▶ _Texte cité_

<<<<

30      Ensuite, la modification de l’article 8 de l’annexe VII du statut serait une entrave à la libre circulation des travailleurs, car elle affecterait la rémunération en induisant une réduction conséquente par rapport à un collègue de nationalité différente, qui aurait le même lieu d’origine. Cela aurait un impact sur les conditions de travail et conditionnerait leur choix lors de leurs demandes de mobilité au sein des pays de l’Union, voire sur leur maintien dans la fonction publique européenne, notamment pour ceux dont le lieu d’origine serait éloigné du centre de l’Union. La libre circulation des travailleurs s’opposerait à toute mesure qui serait susceptible de gêner ou de rendre moins attrayant l’exercice par des ressortissants de l’Union des libertés fondamentales garanties par le traité. Le nouveau régime, fondé sur le critère de la nationalité, ne pourrait se justifier que pour des raisons de sécurité ou de santé publique. Or, s’il poursuit un objectif légitime compatible avec le traité FUE, il ne faut pas qu’il aille au-delà de ce qui est nécessaire pour atteindre cet objectif. A fortiori, toute mesure discriminatoire liée à la nationalité qui entraverait les libertés fondamentales serait illégale. Le nouveau régime instauré dans un but de simplification administrative, de transparence et d’économie budgétaire ne pouvant être considéré comme le reflet d’un intérêt fondamental de la société, il ne peut violer le principe de la libre circulation des travailleurs. Par conséquent, l’article 8 de l’annexe VII du statut serait illégal, ce qui rendrait donc aussi les décisions attaquées illégales.

31      La Cour de justice de l’Union européenne, le Parlement et le Conseil contestent les arguments des requérants.

32      Selon l’article 45 TFUE, la libre circulation des travailleurs est assurée à l’intérieur de l’Union. Elle implique l’abolition de toute discrimination, fondée sur la nationalité, entre les travailleurs des États membres, en ce qui concerne l’emploi, la rémunération et les autres conditions de travail.

33      À cet égard, un paiement effectué par une institution de l’Union en sa qualité d’employeur, tel que le remboursement des frais de voyage annuel, est nécessairement lié à une relation de travail et constitue donc, à tout le moins, une condition de travail au sens de l’article 45 TFUE (voir, par analogie, arrêt du 13 juillet 1995, Meyers, C‑116/94, EU:C:1995:247, point 24).

>>>>

▶ _Consignes_
**a)** Répondez aux questions suivantes sur l'extrait consacré à la libre circulation des travailleurs :
(i) Pour quelles raisons seulement le nouveau régime fondé sur le critère de la nationalité pourrait-il se justifier ?
(ii) Quelles institutions contestent les arguments des requérants ?
(iii) Quel paiement effectué par une institution de l'Union est donné comme exemple de condition de travail ?
**b)** Dans l'extrait sur la libre circulation des travailleurs, remplacez « la rémunération » par « le salaire », puis réécrivez le passage qui va de « 32      Selon l’article 45 TFUE, la » jusqu'à « conditions de travail. ».
**c)** Poursuivez l'extrait sur la libre circulation des travailleurs à partir de l'endroit où il s'arrête.
Les enregistrements n'ont aucun rapport avec le texte.

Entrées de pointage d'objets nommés
<<<<

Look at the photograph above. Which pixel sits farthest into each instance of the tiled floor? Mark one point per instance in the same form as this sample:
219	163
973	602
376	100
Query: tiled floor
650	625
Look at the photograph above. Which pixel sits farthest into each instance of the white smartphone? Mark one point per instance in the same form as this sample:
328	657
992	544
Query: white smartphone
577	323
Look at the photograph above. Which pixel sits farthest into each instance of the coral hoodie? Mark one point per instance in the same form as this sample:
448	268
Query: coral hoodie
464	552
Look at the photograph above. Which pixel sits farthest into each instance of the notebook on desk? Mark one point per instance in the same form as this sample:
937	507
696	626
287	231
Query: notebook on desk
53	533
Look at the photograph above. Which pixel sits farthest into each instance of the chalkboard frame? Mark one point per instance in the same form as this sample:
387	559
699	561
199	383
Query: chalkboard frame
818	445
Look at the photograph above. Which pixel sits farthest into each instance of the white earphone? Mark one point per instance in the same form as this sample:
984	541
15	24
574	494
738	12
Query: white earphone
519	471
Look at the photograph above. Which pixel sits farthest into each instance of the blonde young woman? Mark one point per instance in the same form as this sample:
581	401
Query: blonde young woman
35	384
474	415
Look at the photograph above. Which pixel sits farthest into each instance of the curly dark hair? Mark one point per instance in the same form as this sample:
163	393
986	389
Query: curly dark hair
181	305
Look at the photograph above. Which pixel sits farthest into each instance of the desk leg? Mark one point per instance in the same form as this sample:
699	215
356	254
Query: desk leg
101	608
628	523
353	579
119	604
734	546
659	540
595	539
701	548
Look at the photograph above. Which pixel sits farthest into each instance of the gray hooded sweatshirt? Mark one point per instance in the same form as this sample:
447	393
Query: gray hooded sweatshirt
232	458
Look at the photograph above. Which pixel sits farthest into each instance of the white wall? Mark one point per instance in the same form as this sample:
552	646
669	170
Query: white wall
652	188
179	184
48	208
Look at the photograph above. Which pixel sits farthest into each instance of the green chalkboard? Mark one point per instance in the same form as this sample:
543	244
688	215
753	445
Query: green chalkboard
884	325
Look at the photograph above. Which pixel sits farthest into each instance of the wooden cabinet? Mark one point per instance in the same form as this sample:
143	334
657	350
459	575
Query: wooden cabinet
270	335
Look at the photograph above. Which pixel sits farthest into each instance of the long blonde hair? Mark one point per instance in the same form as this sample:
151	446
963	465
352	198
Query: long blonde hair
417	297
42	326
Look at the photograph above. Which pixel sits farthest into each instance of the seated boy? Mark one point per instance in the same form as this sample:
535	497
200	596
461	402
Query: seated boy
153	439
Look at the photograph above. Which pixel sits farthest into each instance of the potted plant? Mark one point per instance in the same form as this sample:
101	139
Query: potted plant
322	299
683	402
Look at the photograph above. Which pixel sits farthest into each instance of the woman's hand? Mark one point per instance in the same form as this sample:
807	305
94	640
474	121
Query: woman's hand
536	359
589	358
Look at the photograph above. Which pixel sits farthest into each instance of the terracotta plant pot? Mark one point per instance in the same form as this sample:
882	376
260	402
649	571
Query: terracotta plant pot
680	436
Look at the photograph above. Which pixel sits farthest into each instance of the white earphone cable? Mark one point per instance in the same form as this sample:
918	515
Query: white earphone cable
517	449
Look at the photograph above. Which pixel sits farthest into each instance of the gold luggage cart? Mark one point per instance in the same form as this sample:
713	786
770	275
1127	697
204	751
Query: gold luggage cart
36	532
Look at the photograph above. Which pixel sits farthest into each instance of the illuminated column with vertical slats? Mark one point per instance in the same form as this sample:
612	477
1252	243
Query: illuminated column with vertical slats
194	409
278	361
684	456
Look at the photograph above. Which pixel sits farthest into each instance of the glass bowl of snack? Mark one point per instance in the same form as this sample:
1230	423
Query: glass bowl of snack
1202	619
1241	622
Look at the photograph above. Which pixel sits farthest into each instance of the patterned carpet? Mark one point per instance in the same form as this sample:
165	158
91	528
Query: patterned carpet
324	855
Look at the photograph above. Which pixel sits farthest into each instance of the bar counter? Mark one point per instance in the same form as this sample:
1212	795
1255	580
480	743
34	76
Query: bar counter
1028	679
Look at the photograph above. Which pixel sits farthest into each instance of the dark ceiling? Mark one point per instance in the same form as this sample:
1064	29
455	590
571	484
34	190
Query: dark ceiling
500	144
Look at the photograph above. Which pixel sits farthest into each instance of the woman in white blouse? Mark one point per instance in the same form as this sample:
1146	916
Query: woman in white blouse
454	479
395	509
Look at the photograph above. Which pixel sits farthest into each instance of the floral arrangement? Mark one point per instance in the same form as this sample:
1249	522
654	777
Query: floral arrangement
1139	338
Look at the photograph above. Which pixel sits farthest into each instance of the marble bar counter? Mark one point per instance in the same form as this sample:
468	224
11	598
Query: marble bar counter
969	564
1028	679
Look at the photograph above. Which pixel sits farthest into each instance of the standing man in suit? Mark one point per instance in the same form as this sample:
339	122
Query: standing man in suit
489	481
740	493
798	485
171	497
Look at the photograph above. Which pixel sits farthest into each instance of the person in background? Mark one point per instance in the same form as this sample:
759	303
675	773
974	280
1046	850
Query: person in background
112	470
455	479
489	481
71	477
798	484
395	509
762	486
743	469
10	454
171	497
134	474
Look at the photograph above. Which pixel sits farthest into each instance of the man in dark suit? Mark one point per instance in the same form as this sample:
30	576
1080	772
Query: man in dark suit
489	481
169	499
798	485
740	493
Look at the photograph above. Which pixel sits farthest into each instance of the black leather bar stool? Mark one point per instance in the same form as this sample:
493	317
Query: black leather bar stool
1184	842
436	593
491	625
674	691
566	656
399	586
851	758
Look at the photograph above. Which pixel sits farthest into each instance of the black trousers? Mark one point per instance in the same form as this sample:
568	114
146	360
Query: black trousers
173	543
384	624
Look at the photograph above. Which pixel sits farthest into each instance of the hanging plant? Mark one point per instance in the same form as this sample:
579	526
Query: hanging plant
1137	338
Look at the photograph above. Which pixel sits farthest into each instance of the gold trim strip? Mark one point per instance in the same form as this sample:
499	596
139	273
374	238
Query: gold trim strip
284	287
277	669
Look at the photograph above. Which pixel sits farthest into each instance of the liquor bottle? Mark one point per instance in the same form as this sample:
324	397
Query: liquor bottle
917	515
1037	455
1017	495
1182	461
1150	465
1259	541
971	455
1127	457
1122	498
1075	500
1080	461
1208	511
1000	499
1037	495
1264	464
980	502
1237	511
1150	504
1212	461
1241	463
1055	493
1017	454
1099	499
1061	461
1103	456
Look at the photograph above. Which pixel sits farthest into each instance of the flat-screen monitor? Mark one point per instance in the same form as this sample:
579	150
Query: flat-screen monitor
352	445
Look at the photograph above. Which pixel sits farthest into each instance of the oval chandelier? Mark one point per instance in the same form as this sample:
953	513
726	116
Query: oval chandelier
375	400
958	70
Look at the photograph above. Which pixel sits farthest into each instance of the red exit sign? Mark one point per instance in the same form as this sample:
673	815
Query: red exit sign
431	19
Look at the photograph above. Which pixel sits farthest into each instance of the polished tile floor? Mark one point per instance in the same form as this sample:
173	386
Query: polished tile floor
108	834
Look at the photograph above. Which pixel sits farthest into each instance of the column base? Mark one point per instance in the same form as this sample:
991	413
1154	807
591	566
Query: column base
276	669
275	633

>>>>

▶ _Réponses_
**a)**
(i) Pour des raisons de sécurité ou de santé publique.
(ii) La Cour de justice de l'Union européenne, le Parlement et le Conseil.
(iii) Le remboursement des frais de voyage annuel.

**b)**
32      Selon l’article 45 TFUE, la libre circulation des travailleurs est assurée à l’intérieur de l’Union. Elle implique l’abolition de toute discrimination, fondée sur la nationalité, entre les travailleurs des États membres, en ce qui concerne l’emploi, le salaire et les autres conditions de travail.

**c)**
34      Par ailleurs, un ressortissant de l’Union, indépendamment de son lieu de résidence et de sa nationalité, qui a fait usage du droit à la libre circulation des travailleurs afin de rechercher un emploi dans un État membre autre que celui de sa nationalité, relève du champ d’application de l’article 45 TFUE (voir, en ce sens, arrêt du 7 mars 2018, DW, C‑651/16, EU:C:2018:162, point 18).

35      Il s’ensuit qu’un ressortissant de l’Union travaillant pour une institution ou un organe de celle-ci dans un État membre autre que son État membre d’origine ne saurait se voir refuser le bénéfice des droits et avantages sociaux que lui procure l’article 45 TFUE (arrêts du 6 octobre 2016, Adrien e.a., C‑466/15, EU:C:2016:749, point 25, et du 12 mai 2021, CAF, C‑27/20, EU:C:2021:383, point 20 ; voir également, en ce sens, arrêts du 15 mars 1989, Echternach et Moritz, 389/87 et 390/87, EU:C:1989:130, point 12).

36      Il découle de ces jurisprudences que la liberté de circulation des travailleurs, en application de l’article 45 TFUE, ne s’applique qu’à la circulation des travailleurs entre deux États membres et non pas entre un lieu d’origine fixé en dehors de l’Union et un lieu d’affectation situé sur le territoire de l’Union. Pour autant que les requérants soutiennent que la réglementation litigieuse serait constitutive d’une entrave en ce qu’elle les dissuaderait de faire usage de leur liberté de circulation pour accepter un emploi dans la fonction publique européenne, il y a lieu de constater que cette argumentation se confond avec celle relative à la nature prétendument discriminatoire de ladite réglementation en ce qu’elle instituerait une différence de traitement fondée sur la nationalité entre travailleurs en ce qui concerne leurs conditions de travail, laquelle est examinée ci-après.

37      À cet égard, les requérants soutiennent que, même s’ils possèdent des nationalités différentes, deux fonctionnaires ayant le même lieu d’origine en dehors de l’Union devraient recevoir un même paiement forfaitaire à titre de remboursement de leurs frais de voyage annuel.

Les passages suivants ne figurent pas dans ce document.